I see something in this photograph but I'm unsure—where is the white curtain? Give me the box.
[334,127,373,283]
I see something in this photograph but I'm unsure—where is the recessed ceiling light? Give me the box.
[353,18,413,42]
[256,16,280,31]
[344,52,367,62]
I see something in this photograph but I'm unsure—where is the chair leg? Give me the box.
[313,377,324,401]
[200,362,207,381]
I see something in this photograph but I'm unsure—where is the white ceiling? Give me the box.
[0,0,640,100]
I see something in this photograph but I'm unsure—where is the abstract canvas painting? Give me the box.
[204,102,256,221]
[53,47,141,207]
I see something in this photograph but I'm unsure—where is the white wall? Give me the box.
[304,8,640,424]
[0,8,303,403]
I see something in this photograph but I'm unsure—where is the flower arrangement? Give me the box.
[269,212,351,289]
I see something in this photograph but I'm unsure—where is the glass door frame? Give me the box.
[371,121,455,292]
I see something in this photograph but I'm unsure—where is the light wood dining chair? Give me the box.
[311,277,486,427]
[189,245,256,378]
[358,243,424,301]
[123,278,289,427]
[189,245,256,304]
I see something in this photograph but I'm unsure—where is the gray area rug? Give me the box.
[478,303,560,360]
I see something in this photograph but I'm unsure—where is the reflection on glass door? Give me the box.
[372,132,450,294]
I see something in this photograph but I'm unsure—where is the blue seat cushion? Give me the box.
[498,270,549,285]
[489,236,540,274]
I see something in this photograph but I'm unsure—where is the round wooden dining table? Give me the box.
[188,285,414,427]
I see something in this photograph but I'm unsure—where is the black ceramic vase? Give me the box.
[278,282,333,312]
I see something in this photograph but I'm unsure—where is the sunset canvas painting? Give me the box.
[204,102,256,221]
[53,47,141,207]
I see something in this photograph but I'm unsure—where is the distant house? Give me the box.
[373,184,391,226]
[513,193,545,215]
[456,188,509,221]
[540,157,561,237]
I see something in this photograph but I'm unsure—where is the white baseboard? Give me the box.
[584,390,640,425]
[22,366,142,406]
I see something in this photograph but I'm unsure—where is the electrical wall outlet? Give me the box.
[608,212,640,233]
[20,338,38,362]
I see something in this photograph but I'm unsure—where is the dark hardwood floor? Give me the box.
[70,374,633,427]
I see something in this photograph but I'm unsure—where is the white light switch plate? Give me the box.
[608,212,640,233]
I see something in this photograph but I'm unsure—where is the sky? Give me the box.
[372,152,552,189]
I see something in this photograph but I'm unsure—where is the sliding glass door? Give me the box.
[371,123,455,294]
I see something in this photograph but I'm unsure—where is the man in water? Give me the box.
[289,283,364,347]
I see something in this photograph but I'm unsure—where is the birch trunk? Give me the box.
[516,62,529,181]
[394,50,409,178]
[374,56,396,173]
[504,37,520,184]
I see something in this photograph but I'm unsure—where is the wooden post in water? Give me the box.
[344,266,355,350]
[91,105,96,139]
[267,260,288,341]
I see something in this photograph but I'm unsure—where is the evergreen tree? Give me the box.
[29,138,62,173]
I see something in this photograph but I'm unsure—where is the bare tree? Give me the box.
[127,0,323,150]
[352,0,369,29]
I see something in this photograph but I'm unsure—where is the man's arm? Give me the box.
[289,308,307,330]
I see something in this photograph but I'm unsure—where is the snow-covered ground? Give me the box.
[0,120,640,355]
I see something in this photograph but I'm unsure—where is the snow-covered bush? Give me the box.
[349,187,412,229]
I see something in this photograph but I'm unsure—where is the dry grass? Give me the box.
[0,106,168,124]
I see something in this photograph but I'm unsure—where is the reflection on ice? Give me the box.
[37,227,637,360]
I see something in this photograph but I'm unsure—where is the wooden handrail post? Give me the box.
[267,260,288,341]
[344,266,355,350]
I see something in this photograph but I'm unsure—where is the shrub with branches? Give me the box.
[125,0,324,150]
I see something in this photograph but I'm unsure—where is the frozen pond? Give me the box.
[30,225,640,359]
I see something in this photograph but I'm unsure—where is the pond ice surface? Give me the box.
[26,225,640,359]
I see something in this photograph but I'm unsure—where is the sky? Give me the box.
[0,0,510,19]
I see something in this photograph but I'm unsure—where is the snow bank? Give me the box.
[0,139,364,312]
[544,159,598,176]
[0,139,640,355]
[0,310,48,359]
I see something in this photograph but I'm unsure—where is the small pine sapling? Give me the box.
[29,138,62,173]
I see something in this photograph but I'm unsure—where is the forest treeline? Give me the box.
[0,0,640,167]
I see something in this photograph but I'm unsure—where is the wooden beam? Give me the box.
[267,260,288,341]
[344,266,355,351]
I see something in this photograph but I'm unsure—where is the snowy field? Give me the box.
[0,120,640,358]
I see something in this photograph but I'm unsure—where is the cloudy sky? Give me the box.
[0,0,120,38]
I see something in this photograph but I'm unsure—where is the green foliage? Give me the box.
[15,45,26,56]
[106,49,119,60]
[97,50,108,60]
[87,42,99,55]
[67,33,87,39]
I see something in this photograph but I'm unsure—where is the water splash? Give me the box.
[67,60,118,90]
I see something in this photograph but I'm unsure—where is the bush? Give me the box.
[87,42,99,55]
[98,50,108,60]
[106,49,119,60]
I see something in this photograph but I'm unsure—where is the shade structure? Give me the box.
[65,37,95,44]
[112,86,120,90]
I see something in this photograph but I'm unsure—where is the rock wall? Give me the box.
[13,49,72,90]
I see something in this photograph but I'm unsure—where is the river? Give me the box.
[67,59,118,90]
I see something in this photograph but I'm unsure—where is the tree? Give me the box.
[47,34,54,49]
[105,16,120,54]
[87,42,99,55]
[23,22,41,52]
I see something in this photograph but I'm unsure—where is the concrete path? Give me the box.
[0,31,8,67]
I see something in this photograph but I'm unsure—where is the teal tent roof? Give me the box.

####################

Copy out every one of the records above word for word, in the same order.

__Reply__:
I see something in this photograph but I'm unsure—where is the white curtain? Give me the box.
[334,127,373,283]
I see something in this photograph but I'm unsure—where is the recessed ceiling light? Give me the box.
[353,18,413,42]
[256,16,280,31]
[344,52,367,62]
I see something in this photograph but I'm unsure—where is the chair leg? Give me the box.
[313,377,324,401]
[200,362,207,381]
I see something in this photograph but I'm unsure—where is the white ceiling? Give me the box.
[0,0,640,100]
I see something in this photograph but I'm unsure—where is the abstract canvas painting? Give me the box.
[204,102,256,221]
[53,47,141,207]
I see something in this photograph but I'm unsure—where is the white wall? Give me the box.
[304,8,640,424]
[0,8,303,403]
I see something in this photograph but I'm unsure—where is the flower arrangement? Give me the box.
[269,212,351,289]
I see something in this photograph but I'm unsure—where is the glass door frame? Give me the box.
[371,121,455,292]
I see something in this photograph but I'm unsure—where is the light wood dining chair? Give me the box.
[311,277,486,427]
[189,245,256,378]
[358,243,424,301]
[123,278,289,427]
[189,245,256,304]
I see something in this photograph but I'm unsure—where is the gray area rug? Give me the box.
[478,303,560,360]
I see something in this photograph but I'm unsure—where is the reflection on glass door? Give me the box.
[372,132,450,294]
I see something in this photograph but I'm unsure—where is the blue seat cushion? Give me the box.
[498,270,549,285]
[489,236,540,274]
I see something in this photograph but I'm unsure—where is the round wooden dining table? Give me the box.
[188,285,414,427]
I see something in this photograph but I'm unsure—where is the black ceramic vase? Give me the box.
[278,282,333,312]
I see something in this photograph but I'm unsure—where is the sunset canvas painting? Give me the box.
[204,102,256,221]
[53,47,141,207]
I see something in this photograph but I'm unsure—where is the distant house? Give me the box.
[373,184,391,226]
[513,193,545,215]
[456,188,509,221]
[540,157,561,237]
I see something in this photograph but I'm unsure—where is the white baseboard? Give me the box.
[584,390,640,425]
[22,366,142,406]
I see something in this photograph but I'm unsure—where is the electrical wall outlet? Give me the box.
[608,212,640,233]
[20,338,38,362]
I see something in this photograph but I'm unsure—where is the dark hardwood floor? Give me the box.
[70,374,633,427]
I see something in this photograph but I'm unsure—where is the white light switch plate? Give me the box.
[608,212,640,233]
I see something in this photograph but I'm unsure—where is the sky? Give me the box.
[372,152,552,189]
I see something in this photograph but I'm unsure—where is the sliding glass door? Give me the box.
[371,123,455,294]
I see something in this photograph but I'm unsure—where is the man in water? Give me the box.
[289,283,364,347]
I see something in this photograph but I'm unsure—where is the birch trunk? Give me the box.
[516,62,529,181]
[394,50,409,178]
[374,56,396,173]
[504,37,520,184]
I see something in this photograph but I'm unsure—where is the wooden post in water? Give me the box.
[344,266,355,350]
[91,105,96,139]
[267,260,288,341]
I see something in this photograph but I'm unsure—where is the evergreen tree? Give me the box.
[29,138,62,173]
I see something in this photograph but I'm unsure—where is the bare tree? Give me the box.
[127,0,323,150]
[352,0,369,29]
I see something in this photograph but I'm unsure—where is the man's arm? Give me the box.
[289,308,307,330]
I see something in this photograph but I'm unsure—where is the snow-covered ground? Give me the box.
[0,120,640,355]
I see something in this photograph but I'm unsure—where is the snow-covered bush? Give me the box.
[349,187,412,229]
I see something in this photograph but I'm unsure—where is the dry grass? Give me the box.
[0,106,168,124]
I see something in this photograph but I'm unsure—where is the reflection on ice? Give me the box.
[37,227,637,360]
I see something in this photograph but I'm unsure—where is the wooden handrail post? Give me the box.
[267,260,288,341]
[344,266,355,350]
I see something in this photograph but I'm unsure—where is the shrub with branches? Give me the box.
[125,0,324,150]
I see something in this photograph but I'm unsure—where is the frozen pond? Give me the box.
[30,225,640,359]
I see something in this photograph but I'm unsure—where is the pond ice surface? Give me the box.
[26,225,640,359]
I see something in this photograph but I'm unsure—where is the sky? Give me the box.
[0,0,510,19]
I see something in this photograph but I'm unsure—where is the snow bank? Give me the box.
[0,139,364,312]
[544,159,598,176]
[0,139,640,355]
[0,310,48,359]
I see something in this photograph but I'm unsure—where is the small pine sapling? Give me the box.
[29,138,62,173]
I see something in this photograph but I'm unsure—where is the forest treeline? Give me the box.
[0,0,640,167]
I see something in this photograph but I'm unsure—where is the wooden beam? Give me the box.
[267,260,288,341]
[344,266,355,351]
I see something in this photograph but I'm unsure—where is the snowy field? Give me the box.
[0,120,640,358]
I see something in this photograph but I'm unsure—where is the cloudy sky? Give me the box.
[0,0,120,38]
I see something in this photograph but I'm unsure—where is the green foliage? Give me the box.
[15,45,26,56]
[106,49,119,60]
[97,50,108,60]
[87,42,99,55]
[67,33,87,39]
I see something in this photograph but I'm unsure—where is the water splash? Give me the box.
[67,60,118,90]
I see something in this photograph but I'm unsure—where is the bush? Give me the box.
[87,42,99,55]
[98,50,108,60]
[106,49,119,60]
I see something in this photograph but I'm unsure—where is the shade structure? Give me the box.
[65,37,95,44]
[112,86,120,90]
I see something in this photograph but I'm unsure—where is the rock wall? Give me the box.
[13,49,72,90]
I see something in this photograph but I'm unsure—where is the river? Give me the box.
[67,59,118,90]
I see something in this photograph but I'm unsure—where is the tree? Give me the box.
[47,34,54,49]
[105,16,120,54]
[87,42,99,55]
[23,22,41,52]
I see something in this photograph but I'm unsure—where is the concrete path? Give me the box.
[0,31,8,67]
I see something in this photograph but I'm unsure—where is the teal tent roof? Give me the box.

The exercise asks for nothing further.